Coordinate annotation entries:
"""

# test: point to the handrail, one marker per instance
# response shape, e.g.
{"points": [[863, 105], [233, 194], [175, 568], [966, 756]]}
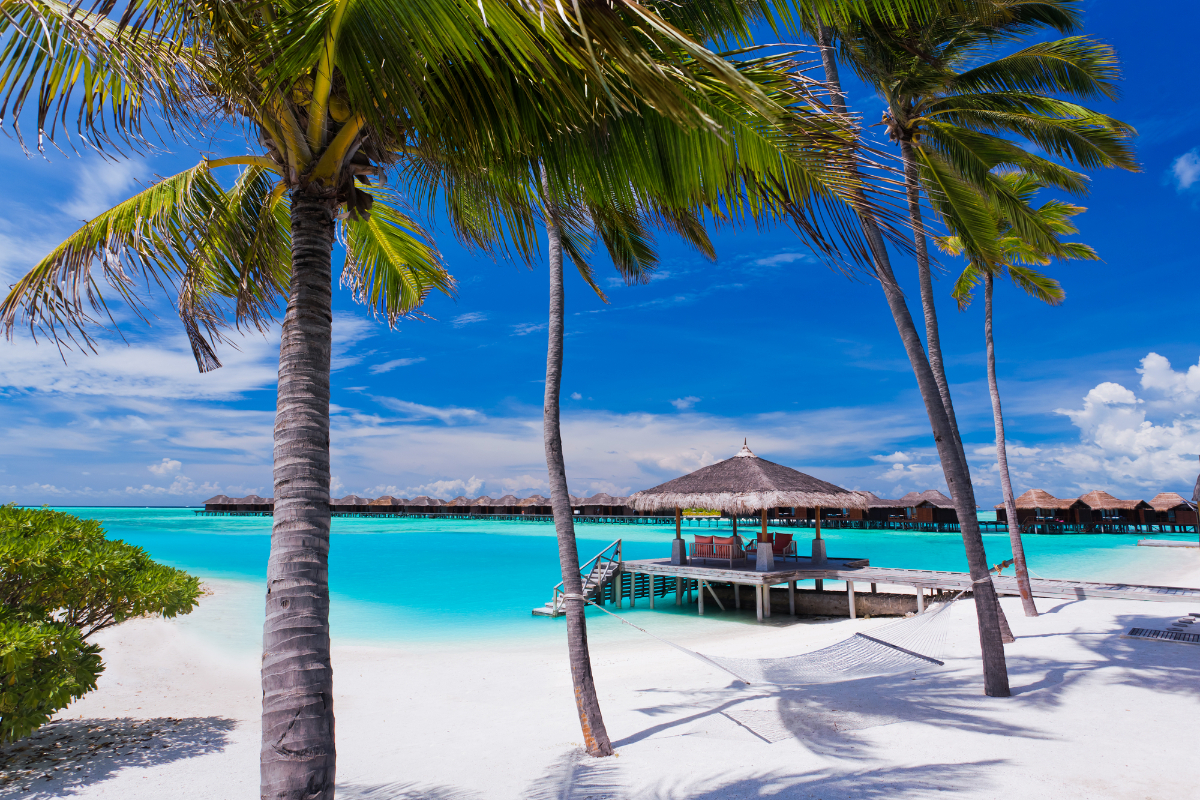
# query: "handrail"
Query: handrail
{"points": [[586, 571]]}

"""

Direction »
Put every line of the entries above into a JSON list of strings, one string per line, with blank lines skipped and the pictures left out.

Exercise result »
[
  "# test: point to the handrail, one marker per instance",
  "# response shape, e.g.",
  "{\"points\": [[863, 105], [233, 194], [175, 568], [966, 756]]}",
  "# query: \"handrail\"",
  "Query: handrail",
  "{\"points\": [[586, 571]]}"
]